AIM
Reproduce verbatim the stretch of the listing from the line that contains "bird's beak, then" through the line that contains "(1121, 325)", and nothing else.

TASK INPUTS
▬▬▬▬▬▬▬▬▬▬

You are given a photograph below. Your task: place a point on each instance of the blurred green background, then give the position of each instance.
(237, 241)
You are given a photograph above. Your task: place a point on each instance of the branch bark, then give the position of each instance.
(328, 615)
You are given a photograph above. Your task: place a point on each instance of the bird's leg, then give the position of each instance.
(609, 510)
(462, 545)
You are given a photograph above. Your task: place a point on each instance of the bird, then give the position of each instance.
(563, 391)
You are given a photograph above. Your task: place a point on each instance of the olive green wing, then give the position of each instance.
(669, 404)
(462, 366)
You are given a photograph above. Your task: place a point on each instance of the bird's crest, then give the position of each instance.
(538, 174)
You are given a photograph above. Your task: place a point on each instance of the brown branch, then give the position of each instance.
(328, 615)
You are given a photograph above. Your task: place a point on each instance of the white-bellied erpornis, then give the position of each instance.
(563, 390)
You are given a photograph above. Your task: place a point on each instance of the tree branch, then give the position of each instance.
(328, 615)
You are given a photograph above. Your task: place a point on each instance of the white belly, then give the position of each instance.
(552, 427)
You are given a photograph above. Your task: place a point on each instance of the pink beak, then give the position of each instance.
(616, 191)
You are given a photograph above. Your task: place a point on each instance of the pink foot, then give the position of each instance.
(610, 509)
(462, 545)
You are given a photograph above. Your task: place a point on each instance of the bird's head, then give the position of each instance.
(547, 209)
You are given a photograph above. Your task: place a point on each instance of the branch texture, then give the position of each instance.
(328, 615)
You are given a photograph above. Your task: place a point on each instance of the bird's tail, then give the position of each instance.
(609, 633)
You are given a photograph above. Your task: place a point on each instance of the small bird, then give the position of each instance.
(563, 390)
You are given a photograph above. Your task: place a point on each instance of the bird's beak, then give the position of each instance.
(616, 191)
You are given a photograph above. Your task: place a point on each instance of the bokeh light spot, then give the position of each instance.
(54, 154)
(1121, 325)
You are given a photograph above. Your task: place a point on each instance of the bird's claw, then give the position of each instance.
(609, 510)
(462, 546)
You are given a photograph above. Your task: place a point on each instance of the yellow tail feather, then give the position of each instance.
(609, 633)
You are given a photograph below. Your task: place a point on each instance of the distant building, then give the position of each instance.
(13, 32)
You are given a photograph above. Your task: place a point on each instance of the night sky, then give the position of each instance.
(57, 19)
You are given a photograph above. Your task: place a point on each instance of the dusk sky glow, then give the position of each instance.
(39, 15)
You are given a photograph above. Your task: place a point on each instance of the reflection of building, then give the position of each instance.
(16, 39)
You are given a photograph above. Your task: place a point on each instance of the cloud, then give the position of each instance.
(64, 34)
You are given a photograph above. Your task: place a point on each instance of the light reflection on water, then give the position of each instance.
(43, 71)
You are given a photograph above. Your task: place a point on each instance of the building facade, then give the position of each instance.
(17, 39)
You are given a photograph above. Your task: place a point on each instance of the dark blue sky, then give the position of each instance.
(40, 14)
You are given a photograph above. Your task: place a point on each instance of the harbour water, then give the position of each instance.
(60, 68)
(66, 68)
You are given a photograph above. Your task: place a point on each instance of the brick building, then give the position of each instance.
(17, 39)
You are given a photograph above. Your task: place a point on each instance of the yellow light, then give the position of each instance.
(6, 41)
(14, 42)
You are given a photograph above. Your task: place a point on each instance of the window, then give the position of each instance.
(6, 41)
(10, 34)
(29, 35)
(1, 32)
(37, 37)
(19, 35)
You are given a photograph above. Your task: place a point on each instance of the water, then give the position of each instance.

▬▬▬▬▬▬▬▬▬▬

PROBLEM SOLUTION
You are given a photograph above. Your task: place a point on each instance of the bird's beak, then give the position of each instance.
(616, 191)
You are given a photograph above. Your task: place a point on each instance of the bokeh light spot, then give the position of each instance.
(54, 154)
(1121, 325)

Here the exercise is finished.